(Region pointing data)
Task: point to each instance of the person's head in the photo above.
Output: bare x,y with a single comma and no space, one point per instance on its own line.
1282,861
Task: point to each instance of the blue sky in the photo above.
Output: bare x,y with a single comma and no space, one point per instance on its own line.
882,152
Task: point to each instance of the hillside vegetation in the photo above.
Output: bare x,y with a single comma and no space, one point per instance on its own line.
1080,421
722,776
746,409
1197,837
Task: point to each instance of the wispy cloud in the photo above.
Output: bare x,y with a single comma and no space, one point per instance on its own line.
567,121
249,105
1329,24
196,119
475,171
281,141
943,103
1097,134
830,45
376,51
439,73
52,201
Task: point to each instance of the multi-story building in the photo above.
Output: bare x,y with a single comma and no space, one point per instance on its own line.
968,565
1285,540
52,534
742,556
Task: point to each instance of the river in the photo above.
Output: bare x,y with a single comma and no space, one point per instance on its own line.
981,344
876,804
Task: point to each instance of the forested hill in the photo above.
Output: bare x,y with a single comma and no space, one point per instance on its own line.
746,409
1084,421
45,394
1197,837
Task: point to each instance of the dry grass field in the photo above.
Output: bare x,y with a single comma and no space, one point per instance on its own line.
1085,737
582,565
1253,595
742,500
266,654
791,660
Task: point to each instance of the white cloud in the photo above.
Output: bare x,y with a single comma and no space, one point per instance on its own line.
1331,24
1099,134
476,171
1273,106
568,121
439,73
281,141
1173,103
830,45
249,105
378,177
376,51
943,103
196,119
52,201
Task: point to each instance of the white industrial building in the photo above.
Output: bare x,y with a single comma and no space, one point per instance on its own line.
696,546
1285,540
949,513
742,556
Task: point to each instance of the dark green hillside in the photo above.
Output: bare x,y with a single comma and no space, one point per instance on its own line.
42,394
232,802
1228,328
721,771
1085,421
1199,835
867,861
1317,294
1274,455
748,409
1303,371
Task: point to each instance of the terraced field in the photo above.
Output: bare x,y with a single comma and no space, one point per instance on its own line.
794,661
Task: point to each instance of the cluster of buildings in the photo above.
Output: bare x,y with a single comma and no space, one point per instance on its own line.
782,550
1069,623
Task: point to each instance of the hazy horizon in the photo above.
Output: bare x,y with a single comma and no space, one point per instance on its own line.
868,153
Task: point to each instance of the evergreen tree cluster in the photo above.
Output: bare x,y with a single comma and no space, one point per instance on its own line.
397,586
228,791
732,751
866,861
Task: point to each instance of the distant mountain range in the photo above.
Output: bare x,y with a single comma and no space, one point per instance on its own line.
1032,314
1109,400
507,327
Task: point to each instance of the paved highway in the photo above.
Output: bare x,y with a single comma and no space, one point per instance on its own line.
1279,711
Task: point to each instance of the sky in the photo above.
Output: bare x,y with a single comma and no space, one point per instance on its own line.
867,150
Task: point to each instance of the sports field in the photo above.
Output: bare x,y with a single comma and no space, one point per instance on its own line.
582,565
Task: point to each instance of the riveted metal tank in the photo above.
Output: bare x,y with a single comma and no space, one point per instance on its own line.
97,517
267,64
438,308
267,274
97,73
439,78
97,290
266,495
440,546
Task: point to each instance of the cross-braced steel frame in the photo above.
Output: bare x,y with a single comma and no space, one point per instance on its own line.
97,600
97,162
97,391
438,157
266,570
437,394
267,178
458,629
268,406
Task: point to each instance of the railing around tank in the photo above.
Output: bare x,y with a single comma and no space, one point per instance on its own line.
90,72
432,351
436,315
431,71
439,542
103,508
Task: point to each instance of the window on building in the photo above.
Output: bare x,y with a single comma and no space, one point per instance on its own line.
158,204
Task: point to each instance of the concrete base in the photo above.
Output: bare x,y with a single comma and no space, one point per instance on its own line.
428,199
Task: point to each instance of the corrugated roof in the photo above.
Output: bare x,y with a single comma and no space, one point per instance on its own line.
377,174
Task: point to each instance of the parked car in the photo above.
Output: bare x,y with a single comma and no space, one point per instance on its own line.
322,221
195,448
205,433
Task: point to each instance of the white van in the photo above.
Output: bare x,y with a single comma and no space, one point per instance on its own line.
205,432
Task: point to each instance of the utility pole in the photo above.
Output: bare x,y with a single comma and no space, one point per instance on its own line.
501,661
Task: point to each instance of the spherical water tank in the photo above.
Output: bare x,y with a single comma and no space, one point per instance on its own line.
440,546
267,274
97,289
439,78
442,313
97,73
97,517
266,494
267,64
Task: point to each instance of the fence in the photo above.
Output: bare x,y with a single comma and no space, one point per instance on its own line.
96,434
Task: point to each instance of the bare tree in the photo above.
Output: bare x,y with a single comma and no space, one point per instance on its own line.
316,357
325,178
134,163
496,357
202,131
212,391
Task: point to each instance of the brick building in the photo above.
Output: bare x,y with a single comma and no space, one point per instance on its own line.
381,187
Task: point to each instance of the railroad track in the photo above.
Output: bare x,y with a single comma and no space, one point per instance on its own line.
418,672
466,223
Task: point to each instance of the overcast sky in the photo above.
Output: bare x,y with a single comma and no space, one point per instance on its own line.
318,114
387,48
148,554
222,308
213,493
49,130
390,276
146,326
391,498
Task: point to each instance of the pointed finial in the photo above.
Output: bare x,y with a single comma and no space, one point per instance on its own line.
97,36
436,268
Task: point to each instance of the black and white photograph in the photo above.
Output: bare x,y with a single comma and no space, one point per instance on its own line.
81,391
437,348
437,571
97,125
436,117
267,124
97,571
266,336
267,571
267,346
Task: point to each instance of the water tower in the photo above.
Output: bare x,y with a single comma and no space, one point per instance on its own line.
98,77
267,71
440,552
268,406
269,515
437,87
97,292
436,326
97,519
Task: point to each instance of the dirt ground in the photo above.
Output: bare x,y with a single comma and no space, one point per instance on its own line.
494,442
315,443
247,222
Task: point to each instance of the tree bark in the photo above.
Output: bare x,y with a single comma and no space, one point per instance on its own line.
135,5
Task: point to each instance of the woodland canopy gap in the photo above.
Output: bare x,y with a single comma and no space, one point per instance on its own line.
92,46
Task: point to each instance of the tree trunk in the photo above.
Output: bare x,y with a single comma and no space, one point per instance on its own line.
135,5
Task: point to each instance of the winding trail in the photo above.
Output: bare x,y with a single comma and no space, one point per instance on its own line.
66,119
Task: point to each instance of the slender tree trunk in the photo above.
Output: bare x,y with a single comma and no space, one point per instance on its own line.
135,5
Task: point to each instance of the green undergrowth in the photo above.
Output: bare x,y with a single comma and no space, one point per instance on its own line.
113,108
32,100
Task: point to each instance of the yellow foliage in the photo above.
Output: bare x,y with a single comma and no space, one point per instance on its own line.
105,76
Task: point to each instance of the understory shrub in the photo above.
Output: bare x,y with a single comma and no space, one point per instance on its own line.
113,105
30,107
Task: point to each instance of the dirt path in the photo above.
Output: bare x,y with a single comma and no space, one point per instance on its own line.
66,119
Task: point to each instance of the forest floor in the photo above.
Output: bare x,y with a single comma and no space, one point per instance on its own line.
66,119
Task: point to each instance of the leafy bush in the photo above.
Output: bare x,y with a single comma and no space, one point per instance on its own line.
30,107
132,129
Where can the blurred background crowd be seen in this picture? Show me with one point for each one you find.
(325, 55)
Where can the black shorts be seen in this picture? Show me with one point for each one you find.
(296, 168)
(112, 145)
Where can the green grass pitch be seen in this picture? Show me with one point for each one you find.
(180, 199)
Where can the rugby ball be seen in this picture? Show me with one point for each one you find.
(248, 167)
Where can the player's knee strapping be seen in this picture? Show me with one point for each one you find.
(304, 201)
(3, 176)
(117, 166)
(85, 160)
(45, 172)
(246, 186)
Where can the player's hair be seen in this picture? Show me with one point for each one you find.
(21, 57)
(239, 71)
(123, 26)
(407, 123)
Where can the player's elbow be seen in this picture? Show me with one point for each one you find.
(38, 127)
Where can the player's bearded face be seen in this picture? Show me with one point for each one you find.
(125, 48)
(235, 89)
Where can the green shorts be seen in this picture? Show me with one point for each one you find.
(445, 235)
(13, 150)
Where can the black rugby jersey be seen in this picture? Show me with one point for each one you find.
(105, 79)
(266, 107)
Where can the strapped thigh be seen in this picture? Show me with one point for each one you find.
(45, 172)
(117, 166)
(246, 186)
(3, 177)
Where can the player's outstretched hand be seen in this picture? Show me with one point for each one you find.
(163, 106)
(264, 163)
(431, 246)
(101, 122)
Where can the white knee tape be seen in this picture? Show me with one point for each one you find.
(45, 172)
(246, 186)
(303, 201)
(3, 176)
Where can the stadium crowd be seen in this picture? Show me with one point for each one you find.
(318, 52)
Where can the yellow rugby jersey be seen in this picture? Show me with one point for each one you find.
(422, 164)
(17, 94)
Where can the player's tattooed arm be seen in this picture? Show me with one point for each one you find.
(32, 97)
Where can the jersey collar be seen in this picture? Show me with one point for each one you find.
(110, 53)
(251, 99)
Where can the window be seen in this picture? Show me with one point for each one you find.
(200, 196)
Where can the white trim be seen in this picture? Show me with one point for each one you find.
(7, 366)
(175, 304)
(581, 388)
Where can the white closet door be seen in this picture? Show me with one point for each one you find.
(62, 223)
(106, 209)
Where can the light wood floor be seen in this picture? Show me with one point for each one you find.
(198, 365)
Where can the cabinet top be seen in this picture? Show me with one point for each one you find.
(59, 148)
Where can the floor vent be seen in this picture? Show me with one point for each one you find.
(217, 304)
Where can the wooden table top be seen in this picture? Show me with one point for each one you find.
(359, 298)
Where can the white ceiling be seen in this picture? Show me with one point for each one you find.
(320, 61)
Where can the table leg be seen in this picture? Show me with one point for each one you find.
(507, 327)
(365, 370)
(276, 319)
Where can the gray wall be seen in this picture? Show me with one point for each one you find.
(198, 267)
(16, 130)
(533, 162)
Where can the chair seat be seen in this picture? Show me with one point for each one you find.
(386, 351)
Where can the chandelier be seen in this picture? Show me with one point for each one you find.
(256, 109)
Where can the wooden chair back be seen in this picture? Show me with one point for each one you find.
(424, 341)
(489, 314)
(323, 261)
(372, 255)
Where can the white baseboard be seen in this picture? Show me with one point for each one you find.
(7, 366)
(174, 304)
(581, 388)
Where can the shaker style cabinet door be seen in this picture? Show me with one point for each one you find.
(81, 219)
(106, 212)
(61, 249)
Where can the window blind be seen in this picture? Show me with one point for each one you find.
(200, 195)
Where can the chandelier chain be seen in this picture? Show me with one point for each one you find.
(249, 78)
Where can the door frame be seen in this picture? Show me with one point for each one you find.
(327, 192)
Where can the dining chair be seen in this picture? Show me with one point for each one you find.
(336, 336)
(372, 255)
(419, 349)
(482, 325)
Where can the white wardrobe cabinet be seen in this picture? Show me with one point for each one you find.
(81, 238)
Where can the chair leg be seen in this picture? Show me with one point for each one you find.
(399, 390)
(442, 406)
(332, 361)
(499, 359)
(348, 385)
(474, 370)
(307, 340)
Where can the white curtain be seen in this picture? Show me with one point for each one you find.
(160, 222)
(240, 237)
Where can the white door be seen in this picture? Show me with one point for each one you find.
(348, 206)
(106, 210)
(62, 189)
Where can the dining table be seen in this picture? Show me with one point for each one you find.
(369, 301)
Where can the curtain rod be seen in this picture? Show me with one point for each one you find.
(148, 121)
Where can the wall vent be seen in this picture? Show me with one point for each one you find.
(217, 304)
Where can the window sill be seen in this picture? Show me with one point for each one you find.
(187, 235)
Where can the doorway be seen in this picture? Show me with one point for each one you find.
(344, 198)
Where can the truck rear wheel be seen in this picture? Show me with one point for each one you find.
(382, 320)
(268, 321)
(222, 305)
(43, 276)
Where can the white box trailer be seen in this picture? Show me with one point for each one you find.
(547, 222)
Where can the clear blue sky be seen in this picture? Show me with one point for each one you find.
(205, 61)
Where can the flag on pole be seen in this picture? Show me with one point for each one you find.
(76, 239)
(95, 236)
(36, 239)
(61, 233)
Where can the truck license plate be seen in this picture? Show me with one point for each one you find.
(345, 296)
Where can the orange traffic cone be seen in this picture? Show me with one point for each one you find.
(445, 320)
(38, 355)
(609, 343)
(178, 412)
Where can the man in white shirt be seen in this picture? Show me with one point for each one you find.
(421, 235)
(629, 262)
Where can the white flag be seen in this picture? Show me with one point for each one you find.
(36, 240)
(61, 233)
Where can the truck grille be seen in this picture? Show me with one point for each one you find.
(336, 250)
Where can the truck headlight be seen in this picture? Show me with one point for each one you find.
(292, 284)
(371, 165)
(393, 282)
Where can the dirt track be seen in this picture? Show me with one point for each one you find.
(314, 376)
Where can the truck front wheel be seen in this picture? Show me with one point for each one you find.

-- Problem statement --
Which lines run from the one holding "Task: point to each instance of the overcast" through the one holding "Task: point to each instance of the woodland" in the records above? Repeat them exactly, both included, and nothing more.

-- Written response --
Task: point to each instance of the overcast sky in the photo above.
Output: bare x,y with a single comma and no space, one point per instance on its own line.
318,114
387,48
148,554
222,308
213,493
49,130
390,276
146,326
391,498
Task: point to each instance of the pointed finial in the photo above.
Output: bare x,y with a single comma and no space, one point per instance on its own line.
97,36
436,268
Task: point to each instance of the black and white photograph in the photo above.
Output: bare x,y with a single comma and no space, one point per instance on its own line.
81,391
437,348
437,571
97,125
436,117
267,124
97,571
266,336
267,571
267,346
Task: point to each instance of the water tower in the photo above.
Output: bare x,y with a single comma and no space, one point per instance on its own line.
98,77
267,71
440,552
268,406
269,515
437,87
97,292
436,326
97,519
Task: point to each instance of the dirt ground in the photo above.
Output: bare x,y with a single comma and no space, one point per instance on its own line.
494,442
315,443
247,222
Task: point to each instance of the tree bark in the photo above.
Output: bare x,y with a single comma and no space, one point per instance on its own line.
135,5
Task: point to each instance of the woodland canopy gap in the photo above.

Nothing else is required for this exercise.